Retype all of the material below line for line without changing anything, and leave the pictures out of your answer.

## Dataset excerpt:
________________________

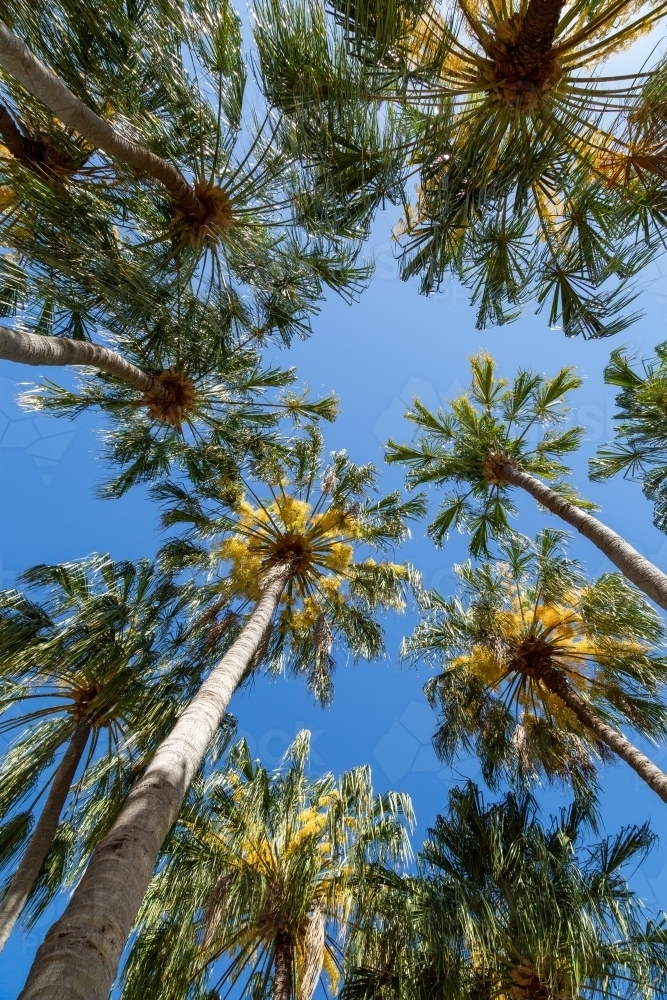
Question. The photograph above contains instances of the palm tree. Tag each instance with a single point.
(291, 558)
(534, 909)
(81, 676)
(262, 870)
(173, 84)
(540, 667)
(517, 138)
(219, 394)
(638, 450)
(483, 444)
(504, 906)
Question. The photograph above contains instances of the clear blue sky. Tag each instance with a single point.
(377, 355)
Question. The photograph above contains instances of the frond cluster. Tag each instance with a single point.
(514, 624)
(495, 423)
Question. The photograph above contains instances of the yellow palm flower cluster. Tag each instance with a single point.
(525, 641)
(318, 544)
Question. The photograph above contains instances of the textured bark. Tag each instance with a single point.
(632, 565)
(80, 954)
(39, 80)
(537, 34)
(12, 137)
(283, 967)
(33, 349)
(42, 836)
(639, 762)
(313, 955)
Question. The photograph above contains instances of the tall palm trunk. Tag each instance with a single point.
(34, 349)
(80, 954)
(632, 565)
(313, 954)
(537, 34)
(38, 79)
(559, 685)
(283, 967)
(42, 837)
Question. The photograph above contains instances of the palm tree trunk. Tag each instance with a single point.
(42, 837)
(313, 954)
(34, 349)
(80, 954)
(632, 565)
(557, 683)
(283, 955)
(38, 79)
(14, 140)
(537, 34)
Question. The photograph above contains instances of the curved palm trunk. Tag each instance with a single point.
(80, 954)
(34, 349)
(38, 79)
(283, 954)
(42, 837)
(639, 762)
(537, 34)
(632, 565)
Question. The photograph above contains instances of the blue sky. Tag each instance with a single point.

________________________

## SOLUTION FOR THIS TASK:
Question. The photograph above contains instances of the palm tree. Tag each instance with a single point.
(291, 558)
(534, 909)
(81, 676)
(262, 870)
(173, 84)
(540, 667)
(517, 138)
(219, 394)
(638, 450)
(483, 444)
(504, 906)
Question. The photograph above contains instances of the clear blue sky. Tag each instance with a single point.
(377, 355)
Question. The photograph above contains instances of the frond cluster. Tag each instance with a single point.
(514, 624)
(495, 423)
Question. The photograph above contains instances of the yellow palm flower cluster. Tag each instance with a single point.
(525, 641)
(318, 544)
Question. The photograph above contains instances of the textured bark. Tag each instance with a single point.
(632, 565)
(80, 954)
(39, 80)
(537, 34)
(12, 137)
(283, 967)
(33, 349)
(42, 836)
(639, 762)
(313, 955)
Question. The photograph above contains instances of the tall palm trunk. Tag each instance with a single point.
(34, 349)
(80, 954)
(632, 565)
(313, 954)
(537, 34)
(38, 79)
(559, 685)
(283, 967)
(42, 837)
Question. The photograph above contains instances of the palm tree trunk. Tag each instance with a single point.
(42, 837)
(313, 954)
(34, 349)
(80, 954)
(632, 565)
(557, 683)
(283, 955)
(38, 79)
(14, 140)
(537, 34)
Question. The photograph above contains instances of the curved palm trunk. Tag each instance with a single point.
(80, 954)
(34, 349)
(38, 79)
(283, 954)
(42, 837)
(639, 762)
(537, 34)
(632, 565)
Question. The photograph above contains instances of the blue sky. Tag each instance with a single point.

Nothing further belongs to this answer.